(DOCUMENT SEGMENT):
--------------------
NATS Connection Management and Resilience

A messaging system is only as reliable as its connections. In distributed systems, network partitions happen, servers restart, and DNS entries change. The difference between a fragile application and a resilient one often comes down to how well it handles these inevitable disruptions. The node-nats client library provides sophisticated connection management capabilities that, when configured correctly, make your applications remarkably tolerant of infrastructure instability.

This article covers the full lifecycle of a NATS connection: establishing it, keeping it alive, recovering from failures, and shutting it down gracefully. Each section includes practical TypeScript examples and the reasoning behind configuration choices that matter in production.

Establishing Connections

The simplest NATS connection requires only a server address, but production configurations need more thought. The connect function accepts a rich set of options that control everything from authentication to buffer sizes:

import { connect, NatsConnection, Events } from "nats";
 
async function createConnection(): Promise<NatsConnection> {
  const nc = await connect({
    servers: [
      "nats://nats-1.internal:4222",
      "nats://nats-2.internal:4222",
      "nats://nats-3.internal:4222",
    ],
    name: "order-service-prod",
    maxReconnectAttempts: -1, // Unlimited reconnection attempts
    reconnectTimeWait: 1000, // 1 second between attempts
    reconnectJitter: 500, // Add 0-500ms random jitter
    reconnectJitterTLS: 1000, // More jitter for TLS connections
    timeout: 5000, // Connection timeout
    pingInterval: 30_000, // Ping every 30 seconds
    maxPingOut: 3, // Disconnect after 3 missed pongs
    token: process.env.NATS_TOKEN,
  });
 
  console.log(`Connected to ${nc.getServer()}`);
  return nc;
}

Providing multiple server addresses is the first layer of resilience. The client will attempt to connect to each server in order, and if the first one is unavailable, it moves to the next. During reconnection, the client cycles through all known servers, including any that were discovered through cluster gossip.

The name option identifies this connection in NATS server monitoring tools and logs. In a system with dozens of services connecting to the same NATS cluster, meaningful connection names are invaluable for debugging. We recommend including the service name and environment: order-service-prod, payment-gateway-staging.

The maxReconnectAttempts: -1 setting tells the client to retry indefinitely. In a production environment where the NATS cluster is expected to be available, this is usually the right choice. The alternative, a finite number of attempts, risks your service permanently disconnecting from the messaging infrastructure due to a transient issue.
--------------------
(RECORDS PROVIDED):
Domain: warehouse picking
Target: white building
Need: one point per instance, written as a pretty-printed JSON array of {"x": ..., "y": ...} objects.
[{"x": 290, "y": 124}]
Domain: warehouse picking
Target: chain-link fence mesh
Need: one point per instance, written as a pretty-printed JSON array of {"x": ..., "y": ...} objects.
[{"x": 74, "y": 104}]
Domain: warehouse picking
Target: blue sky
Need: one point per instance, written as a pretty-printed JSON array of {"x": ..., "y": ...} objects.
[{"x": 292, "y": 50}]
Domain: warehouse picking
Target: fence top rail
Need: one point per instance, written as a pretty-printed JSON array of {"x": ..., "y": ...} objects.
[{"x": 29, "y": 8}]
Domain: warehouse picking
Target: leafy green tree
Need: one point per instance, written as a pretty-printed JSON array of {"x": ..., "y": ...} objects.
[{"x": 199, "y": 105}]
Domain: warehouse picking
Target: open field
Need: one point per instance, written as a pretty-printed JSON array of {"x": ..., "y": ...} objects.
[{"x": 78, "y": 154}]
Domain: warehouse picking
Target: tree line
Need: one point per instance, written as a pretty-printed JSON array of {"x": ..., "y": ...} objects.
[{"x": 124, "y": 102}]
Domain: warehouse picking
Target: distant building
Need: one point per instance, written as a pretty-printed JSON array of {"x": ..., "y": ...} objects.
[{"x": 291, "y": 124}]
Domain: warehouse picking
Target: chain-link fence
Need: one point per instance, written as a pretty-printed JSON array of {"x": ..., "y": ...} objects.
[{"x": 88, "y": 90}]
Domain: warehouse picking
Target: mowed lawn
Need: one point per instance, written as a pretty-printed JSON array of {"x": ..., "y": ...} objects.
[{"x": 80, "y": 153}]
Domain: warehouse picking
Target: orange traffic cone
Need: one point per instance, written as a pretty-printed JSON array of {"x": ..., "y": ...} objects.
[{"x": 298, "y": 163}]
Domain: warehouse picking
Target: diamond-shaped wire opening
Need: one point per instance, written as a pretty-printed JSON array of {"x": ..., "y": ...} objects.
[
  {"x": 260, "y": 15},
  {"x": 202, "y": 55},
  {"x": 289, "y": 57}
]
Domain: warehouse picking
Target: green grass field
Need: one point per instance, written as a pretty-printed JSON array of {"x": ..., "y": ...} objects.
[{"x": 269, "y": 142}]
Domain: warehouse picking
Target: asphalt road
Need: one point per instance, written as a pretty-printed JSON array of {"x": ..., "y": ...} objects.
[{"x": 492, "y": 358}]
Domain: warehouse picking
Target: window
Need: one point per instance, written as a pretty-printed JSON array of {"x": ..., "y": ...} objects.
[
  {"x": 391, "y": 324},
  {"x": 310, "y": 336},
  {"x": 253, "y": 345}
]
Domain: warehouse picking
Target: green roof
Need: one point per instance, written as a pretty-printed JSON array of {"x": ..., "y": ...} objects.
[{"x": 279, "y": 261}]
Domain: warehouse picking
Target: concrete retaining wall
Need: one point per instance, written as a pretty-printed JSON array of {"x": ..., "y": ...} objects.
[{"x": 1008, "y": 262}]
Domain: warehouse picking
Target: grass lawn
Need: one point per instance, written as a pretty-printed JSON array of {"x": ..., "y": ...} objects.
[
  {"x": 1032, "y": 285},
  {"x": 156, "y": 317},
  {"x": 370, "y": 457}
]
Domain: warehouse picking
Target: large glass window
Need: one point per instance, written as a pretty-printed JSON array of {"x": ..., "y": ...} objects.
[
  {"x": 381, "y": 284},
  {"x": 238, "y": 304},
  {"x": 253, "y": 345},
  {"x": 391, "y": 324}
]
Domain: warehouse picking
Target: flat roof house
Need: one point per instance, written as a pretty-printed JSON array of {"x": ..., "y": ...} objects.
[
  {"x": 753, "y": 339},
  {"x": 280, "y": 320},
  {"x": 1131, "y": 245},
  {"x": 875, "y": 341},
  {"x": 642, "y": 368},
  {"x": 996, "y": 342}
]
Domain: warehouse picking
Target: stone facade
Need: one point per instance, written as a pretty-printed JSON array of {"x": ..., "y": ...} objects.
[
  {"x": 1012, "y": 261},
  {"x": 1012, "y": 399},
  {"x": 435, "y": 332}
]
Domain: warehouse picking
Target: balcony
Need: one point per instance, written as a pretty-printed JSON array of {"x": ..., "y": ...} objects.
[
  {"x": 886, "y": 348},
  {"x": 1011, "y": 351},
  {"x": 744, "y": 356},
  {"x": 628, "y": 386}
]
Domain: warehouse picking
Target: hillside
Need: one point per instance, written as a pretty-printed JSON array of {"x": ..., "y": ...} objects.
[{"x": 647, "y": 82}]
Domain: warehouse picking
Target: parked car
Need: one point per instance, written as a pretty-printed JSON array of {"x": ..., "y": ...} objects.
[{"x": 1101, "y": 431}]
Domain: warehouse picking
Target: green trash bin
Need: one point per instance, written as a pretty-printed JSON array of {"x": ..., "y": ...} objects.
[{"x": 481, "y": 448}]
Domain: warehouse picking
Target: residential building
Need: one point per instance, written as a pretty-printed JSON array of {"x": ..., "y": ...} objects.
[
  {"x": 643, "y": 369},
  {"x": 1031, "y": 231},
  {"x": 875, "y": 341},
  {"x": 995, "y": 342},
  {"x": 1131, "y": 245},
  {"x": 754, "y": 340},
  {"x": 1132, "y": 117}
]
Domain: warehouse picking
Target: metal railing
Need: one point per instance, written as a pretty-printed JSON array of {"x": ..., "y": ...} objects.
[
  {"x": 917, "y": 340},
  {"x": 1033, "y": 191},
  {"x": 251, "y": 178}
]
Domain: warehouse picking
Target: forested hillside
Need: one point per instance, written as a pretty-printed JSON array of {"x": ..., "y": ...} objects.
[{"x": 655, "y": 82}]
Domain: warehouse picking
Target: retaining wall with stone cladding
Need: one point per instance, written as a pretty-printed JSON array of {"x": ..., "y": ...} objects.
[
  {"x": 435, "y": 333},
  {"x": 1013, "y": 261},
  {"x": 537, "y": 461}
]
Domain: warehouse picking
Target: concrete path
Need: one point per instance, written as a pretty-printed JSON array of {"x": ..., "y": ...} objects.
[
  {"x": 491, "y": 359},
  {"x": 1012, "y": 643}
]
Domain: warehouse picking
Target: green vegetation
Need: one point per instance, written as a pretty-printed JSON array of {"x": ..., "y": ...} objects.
--------------------
(TASKS TO CARRY OUT):
a – Reproduce the passage of the NATS connection article from "The name option" up to and including "environment: order-service-prod, payment-gateway-staging.".
b – Answer these questions using the NATS connection article:
(i) What value does the example give for reconnectTimeWait?
(ii) Where does the name option identify the connection?
(iii) What does the setting maxReconnectAttempts: -1 tell the client to do?
The listing above plays no part in what is asked here.

(TASK-BY-TASK RESULTS):
a –
The name option identifies this connection in NATS server monitoring tools and logs. In a system with dozens of services connecting to the same NATS cluster, meaningful connection names are invaluable for debugging. We recommend including the service name and environment: order-service-prod, payment-gateway-staging.

b –
(i) 1000, which is 1 second between attempts.
(ii) In NATS server monitoring tools and logs.
(iii) To retry indefinitely.